(Beginning of Selected extract)
The case is Omni Healthcare, Inc., et al. v. MD Spine Solutions LLC, et al., No. 18-cv-12558-PBS, in the US District Court for the District of Massachusetts.

Health Plan Settles FCA Allegations for More Than $520,000, Receives Credit for Disclosures and Remedial Measures

Commonwealth Care Alliance agreed to pay $520,355.65 to resolve allegations that its subsidiary, Reliance HMO, violated the AKS and FCA by making payments to induce the referral of Medicare beneficiaries to enroll in Reliance’s Medicare Advantage (MA) Plan. In 2019, Reliance received authorization to operate a MA plan for Medicare beneficiaries in Michigan. In 2022, Commonwealth Care acquired Reliance and identified concerns regarding certain marketing-related payments that Reliance agents made to physician practices. Commonwealth Care then made voluntary disclosures to the US Department of Health and Human Services, Office of Inspector General regarding these payments.

Commonwealth Care disclosed two payment schemes by Reliance. From 2019 through 2020, Reliance paid physician practices in exchange for contact information of patients who agreed to be contacted by Reliance regarding its MA plan offerings. Additionally, in 2019, before it launched its MA plan, Reliance made $2,500 payments to four physician practices as advances on the physicians’ “coordination of care” services to beneficiaries in connection with the forthcoming MA plan. The government alleged that Reliance’s payments were intended to induce the referral, recommendation, or arrangement of enrollment of Medicare beneficiaries in Reliance’s MA plan.

As part of the settlement to resolve these allegations, the government credited Commonwealth Care for its voluntary disclosures, cooperation, and remedial measures. Commonwealth Care’s remedial measures included terminating the employees directly involved in the decision to offer the payments and providing the government with detailed written statements describing its internal investigation and other supplemental information.

The US Department of Justice’s (DOJ) press release is available here.

DOJ Intervenes in FCA Suit Against Walgreens Pharmacies Regarding Opioid Prescriptions

Last week, the DOJ filed a complaint alleging that multiple subsidiaries of Walgreens dispensed millions of unlawful prescriptions and then filed false claims for reimbursement, in violation of the Controlled Substances Act (CSA) and the FCA. The DOJ alleges that from 2012 to now, Walgreens systematically pressured its pharmacists to quickly fill prescriptions for opioids despite clear “red flags” indicating that the prescriptions were unlawful, and Walgreens ignored evidence from pharmacists and internal data that its stores were dispensing unlawful prescriptions. The government asserts that by prescribing substances in violation of the CSA and then seeking reimbursement from federal health care programs, Walgreens also violated the FCA. If found liable, Walgreens could face civil penalties of up to $80,850 for each unlawful prescription, and treble damages and applicable penalties for each false claim paid by federal programs.
(End of Selected extract)
(Beginning of Source data)
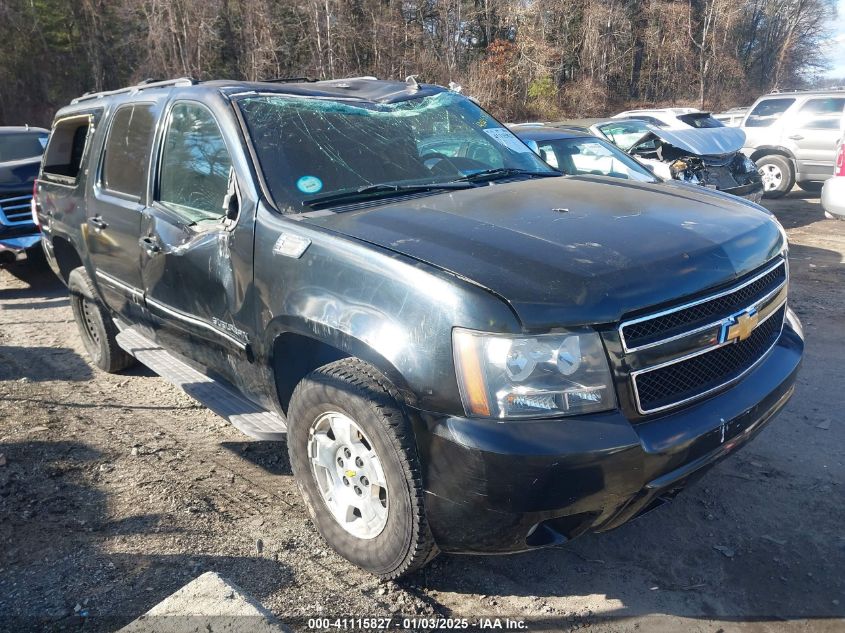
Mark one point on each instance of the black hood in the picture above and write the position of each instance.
(18, 175)
(578, 249)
(End of Source data)
## The problem
Rewrite the paragraph in the legal news summary above that begins "Commonwealth Care disclosed two payment schemes" as a brief list, keeping its main facts.

## Written answer
- Commonwealth Care disclosed two Reliance payment schemes.
- From 2019 through 2020, Reliance paid physician practices for the contact information of patients who agreed to be contacted about its MA plan offerings.
- In 2019, before launching its MA plan, Reliance paid $2,500 each to four physician practices as advances on "coordination of care" services to beneficiaries in connection with the upcoming plan.
- The government alleged that these payments were meant to induce the referral, recommendation, or arrangement of Medicare beneficiaries' enrollment in Reliance's MA plan.